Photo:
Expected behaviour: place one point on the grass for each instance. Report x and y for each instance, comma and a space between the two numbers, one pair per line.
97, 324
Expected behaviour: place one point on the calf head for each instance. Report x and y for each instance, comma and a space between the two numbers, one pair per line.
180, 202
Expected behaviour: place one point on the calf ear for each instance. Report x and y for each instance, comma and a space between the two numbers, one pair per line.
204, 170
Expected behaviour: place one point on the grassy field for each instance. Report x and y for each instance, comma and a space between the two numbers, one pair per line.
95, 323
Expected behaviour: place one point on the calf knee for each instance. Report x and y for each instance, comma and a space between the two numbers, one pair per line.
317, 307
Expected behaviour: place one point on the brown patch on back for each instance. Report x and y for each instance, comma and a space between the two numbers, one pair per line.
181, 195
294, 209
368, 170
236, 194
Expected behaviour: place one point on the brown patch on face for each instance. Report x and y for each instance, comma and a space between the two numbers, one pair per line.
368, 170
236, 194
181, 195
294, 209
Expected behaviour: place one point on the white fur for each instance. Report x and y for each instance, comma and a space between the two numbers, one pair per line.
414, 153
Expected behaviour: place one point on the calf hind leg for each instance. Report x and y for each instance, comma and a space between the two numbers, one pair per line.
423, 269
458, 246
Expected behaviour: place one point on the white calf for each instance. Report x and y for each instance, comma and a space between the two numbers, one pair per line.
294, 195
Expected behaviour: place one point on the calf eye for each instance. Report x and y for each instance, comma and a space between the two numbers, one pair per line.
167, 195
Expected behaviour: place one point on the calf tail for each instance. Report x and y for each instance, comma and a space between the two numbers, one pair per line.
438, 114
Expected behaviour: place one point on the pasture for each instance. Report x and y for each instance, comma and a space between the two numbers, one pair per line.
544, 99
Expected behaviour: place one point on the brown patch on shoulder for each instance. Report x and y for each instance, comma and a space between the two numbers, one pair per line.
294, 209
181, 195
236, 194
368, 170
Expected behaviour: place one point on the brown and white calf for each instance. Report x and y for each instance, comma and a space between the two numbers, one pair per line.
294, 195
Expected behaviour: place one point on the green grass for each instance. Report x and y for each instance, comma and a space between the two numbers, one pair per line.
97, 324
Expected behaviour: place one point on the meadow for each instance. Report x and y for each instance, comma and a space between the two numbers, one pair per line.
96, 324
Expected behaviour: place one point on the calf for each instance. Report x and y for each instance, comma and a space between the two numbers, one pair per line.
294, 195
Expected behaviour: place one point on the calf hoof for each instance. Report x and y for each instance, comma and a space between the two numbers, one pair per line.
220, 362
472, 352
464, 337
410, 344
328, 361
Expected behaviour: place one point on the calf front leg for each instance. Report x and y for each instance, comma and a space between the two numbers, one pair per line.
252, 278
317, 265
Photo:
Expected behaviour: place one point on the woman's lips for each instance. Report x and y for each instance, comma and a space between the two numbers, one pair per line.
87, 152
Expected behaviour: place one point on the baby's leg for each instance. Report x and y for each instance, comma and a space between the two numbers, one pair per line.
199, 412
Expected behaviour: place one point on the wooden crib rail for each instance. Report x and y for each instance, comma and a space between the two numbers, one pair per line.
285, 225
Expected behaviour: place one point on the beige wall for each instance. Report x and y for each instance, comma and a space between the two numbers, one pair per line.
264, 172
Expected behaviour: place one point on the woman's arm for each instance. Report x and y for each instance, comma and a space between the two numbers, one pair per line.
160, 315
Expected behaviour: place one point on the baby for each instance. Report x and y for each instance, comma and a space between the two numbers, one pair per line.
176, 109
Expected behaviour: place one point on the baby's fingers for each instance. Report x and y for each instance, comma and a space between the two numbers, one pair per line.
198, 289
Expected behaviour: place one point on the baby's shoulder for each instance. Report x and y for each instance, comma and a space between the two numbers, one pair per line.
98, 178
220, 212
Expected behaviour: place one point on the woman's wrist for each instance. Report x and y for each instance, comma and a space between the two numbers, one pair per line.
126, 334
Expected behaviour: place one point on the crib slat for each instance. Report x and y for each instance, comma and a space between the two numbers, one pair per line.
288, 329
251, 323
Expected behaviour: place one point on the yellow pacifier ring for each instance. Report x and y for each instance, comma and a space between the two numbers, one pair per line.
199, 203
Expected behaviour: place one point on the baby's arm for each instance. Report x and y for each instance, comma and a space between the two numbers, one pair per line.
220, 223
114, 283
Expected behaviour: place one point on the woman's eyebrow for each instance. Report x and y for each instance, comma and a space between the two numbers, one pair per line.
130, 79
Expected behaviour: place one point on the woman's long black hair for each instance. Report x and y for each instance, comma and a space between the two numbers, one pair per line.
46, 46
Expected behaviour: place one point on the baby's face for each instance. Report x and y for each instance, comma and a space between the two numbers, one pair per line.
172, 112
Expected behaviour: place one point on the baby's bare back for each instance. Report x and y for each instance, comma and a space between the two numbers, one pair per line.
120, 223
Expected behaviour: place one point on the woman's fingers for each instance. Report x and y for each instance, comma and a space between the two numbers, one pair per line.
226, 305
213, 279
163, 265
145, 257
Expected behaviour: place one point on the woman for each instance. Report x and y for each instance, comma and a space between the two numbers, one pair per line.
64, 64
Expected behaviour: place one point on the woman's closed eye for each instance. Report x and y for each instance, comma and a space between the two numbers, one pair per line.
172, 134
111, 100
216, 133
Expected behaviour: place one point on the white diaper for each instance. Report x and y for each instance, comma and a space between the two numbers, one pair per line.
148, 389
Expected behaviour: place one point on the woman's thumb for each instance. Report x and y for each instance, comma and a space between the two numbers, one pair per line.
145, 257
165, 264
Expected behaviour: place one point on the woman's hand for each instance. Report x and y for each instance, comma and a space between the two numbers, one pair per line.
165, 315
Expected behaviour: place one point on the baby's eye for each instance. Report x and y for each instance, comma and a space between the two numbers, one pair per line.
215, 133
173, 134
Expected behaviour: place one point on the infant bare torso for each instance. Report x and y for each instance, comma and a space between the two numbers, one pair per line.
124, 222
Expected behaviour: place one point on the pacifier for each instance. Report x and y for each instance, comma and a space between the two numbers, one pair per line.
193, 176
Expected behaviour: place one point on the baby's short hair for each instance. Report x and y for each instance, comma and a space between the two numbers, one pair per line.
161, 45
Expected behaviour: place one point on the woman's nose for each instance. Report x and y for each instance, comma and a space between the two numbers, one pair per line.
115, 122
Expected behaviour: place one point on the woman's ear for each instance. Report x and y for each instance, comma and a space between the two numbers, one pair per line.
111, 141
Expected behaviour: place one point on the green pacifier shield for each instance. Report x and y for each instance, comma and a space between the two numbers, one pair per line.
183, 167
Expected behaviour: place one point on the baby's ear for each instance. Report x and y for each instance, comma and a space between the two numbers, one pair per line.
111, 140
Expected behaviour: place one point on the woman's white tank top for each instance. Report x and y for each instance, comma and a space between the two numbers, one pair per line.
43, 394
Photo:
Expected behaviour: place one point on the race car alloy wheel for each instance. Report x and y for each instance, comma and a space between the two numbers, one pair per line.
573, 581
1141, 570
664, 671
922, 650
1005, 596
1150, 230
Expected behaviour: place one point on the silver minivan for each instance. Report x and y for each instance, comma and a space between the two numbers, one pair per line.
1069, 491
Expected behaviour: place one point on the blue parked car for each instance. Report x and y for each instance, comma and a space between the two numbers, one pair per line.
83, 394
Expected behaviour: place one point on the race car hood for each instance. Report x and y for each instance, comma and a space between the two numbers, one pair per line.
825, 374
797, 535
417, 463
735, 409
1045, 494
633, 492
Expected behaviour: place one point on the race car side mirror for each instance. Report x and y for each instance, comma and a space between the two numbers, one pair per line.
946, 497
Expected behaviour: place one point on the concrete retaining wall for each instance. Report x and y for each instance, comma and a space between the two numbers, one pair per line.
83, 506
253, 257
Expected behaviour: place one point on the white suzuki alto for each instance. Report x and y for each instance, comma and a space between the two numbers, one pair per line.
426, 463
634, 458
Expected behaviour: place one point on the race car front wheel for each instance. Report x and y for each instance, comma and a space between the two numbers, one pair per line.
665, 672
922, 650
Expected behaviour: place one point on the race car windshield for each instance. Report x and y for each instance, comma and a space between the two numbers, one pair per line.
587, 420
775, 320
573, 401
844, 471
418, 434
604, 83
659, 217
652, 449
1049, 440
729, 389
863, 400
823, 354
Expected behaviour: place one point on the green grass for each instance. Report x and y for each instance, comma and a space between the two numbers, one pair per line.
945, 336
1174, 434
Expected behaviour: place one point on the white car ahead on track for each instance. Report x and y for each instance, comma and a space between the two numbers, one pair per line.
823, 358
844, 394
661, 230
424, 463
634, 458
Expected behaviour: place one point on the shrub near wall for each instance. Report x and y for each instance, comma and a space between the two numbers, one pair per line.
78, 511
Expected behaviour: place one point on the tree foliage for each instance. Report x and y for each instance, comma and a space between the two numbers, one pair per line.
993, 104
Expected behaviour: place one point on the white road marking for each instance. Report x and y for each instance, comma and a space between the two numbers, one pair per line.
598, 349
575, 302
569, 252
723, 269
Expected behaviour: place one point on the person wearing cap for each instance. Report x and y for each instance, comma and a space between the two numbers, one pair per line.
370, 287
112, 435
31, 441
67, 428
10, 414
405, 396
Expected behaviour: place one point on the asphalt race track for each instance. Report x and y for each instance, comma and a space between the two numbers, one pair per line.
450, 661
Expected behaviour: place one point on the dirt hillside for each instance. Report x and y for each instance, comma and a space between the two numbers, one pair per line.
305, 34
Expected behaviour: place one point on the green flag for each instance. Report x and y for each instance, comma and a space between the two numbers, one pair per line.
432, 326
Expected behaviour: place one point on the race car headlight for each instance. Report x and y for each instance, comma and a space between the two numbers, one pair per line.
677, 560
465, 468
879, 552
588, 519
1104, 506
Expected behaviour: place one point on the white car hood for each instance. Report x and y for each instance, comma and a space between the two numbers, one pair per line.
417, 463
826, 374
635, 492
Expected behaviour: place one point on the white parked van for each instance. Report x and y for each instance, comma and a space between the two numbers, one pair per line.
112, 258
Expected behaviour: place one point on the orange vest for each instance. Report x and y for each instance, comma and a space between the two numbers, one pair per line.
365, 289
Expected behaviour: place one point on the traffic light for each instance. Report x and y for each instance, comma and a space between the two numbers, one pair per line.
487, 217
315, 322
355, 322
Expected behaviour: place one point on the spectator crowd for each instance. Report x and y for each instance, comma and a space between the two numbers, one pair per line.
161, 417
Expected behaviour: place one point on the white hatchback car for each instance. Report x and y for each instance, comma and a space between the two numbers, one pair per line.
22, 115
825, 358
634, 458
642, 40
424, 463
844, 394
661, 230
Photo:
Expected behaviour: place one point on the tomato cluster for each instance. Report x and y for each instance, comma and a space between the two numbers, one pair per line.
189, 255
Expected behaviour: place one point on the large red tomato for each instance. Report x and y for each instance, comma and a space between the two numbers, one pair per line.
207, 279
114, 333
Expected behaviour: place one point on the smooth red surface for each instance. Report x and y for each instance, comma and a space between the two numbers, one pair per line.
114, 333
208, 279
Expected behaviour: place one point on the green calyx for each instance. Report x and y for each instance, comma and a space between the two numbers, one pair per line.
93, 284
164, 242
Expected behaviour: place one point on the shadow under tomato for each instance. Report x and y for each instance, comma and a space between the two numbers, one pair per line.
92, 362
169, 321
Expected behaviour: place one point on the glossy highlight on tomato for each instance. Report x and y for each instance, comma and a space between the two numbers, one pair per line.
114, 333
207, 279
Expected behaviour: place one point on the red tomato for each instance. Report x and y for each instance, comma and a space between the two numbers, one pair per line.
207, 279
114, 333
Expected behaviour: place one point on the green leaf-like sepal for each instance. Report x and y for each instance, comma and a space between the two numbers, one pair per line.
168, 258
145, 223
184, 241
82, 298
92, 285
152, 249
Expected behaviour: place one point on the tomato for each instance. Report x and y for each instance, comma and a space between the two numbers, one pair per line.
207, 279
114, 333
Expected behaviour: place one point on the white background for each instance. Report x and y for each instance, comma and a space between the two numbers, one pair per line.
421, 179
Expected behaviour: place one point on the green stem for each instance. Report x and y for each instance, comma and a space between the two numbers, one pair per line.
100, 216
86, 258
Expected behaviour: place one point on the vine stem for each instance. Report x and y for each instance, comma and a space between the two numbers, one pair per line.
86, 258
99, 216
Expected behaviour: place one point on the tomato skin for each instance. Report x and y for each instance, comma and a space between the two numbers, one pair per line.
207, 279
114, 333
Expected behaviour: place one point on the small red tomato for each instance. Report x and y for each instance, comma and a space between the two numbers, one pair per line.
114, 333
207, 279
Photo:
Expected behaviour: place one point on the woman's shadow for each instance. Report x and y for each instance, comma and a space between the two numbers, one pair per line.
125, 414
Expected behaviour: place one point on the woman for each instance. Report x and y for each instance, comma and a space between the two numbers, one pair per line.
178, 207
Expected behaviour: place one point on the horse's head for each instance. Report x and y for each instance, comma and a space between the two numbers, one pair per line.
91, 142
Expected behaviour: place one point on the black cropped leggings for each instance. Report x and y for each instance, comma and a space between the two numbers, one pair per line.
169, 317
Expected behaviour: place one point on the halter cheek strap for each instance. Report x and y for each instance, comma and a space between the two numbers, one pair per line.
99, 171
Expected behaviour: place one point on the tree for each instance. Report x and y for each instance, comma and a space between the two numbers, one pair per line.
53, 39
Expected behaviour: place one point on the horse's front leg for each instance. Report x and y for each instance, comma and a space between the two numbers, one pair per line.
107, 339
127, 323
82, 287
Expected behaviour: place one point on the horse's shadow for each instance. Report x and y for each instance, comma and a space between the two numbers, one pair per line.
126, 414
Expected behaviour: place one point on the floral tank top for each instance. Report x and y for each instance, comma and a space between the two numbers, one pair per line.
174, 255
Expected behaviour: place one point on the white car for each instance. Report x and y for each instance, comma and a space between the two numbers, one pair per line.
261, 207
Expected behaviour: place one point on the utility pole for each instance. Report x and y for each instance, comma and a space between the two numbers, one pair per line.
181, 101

What the task asks. The answer is a portion of the data. Write out exactly the line with "Expected behaviour: place one point on the utility" and all lines after it.

Answer box.
Expected behaviour: place one point on the utility pole for each instance. Report x and y for each instance, comma and a space between the two numbers, one pair per line.
181, 101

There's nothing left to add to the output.